# TEXT BLOCK
-------

I tried to fix this by adding time.sleep(60) but the errors still happened. When I made this script yesterday, I was able to run it with a list of up to 1500 characters with no errors. Could someone please help me with this? Thanks.


Solution

  • That's completely normal behavior expected. as that's related to Chicken-Egg Issue.

    Imagine that you open the Firefox browser and then you open google.com, And then you close it and repeat the circle!

    That's count as a DDOS attack and all modern servers will block your requests and flag your IP as that's really hurting their bandwidth!

    The logical and right approach is to use the same session instead of keep creating multiple sessions. As that's will not be shown under TCP-Syn Flood Flag. Check Legal tcp-flags.

    On the other side, you really need to use Context-Manager instead of keep remember your variables.

    Example:

    output = open("out.txt", "a", encoding="utf-8")
    output.close()

-------

# INPUT DATA

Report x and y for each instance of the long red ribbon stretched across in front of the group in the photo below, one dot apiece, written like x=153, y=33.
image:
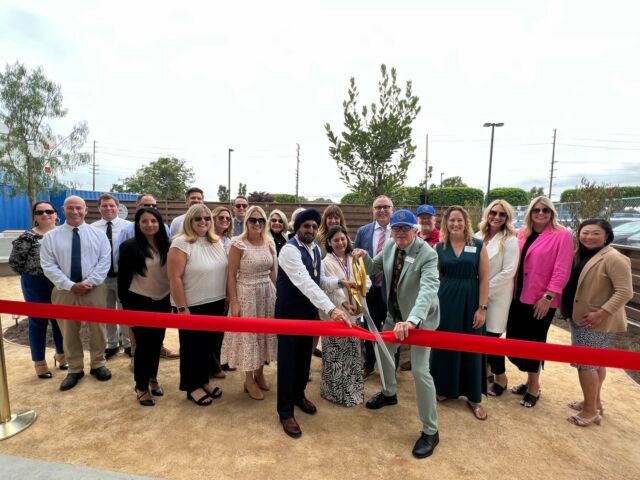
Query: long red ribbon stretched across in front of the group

-------

# WORK TO BE COMPLETED
Copy the stretch of the reply on reusing sessions from "On the other" through "output.close()", swapping "Context-Manager" for "with statement". The material has no connection to the reply on reusing sessions.

# OUTPUT FOR THIS TASK
On the other side, you really need to use with statement instead of keep remember your variables.

    Example:

    output = open("out.txt", "a", encoding="utf-8")
    output.close()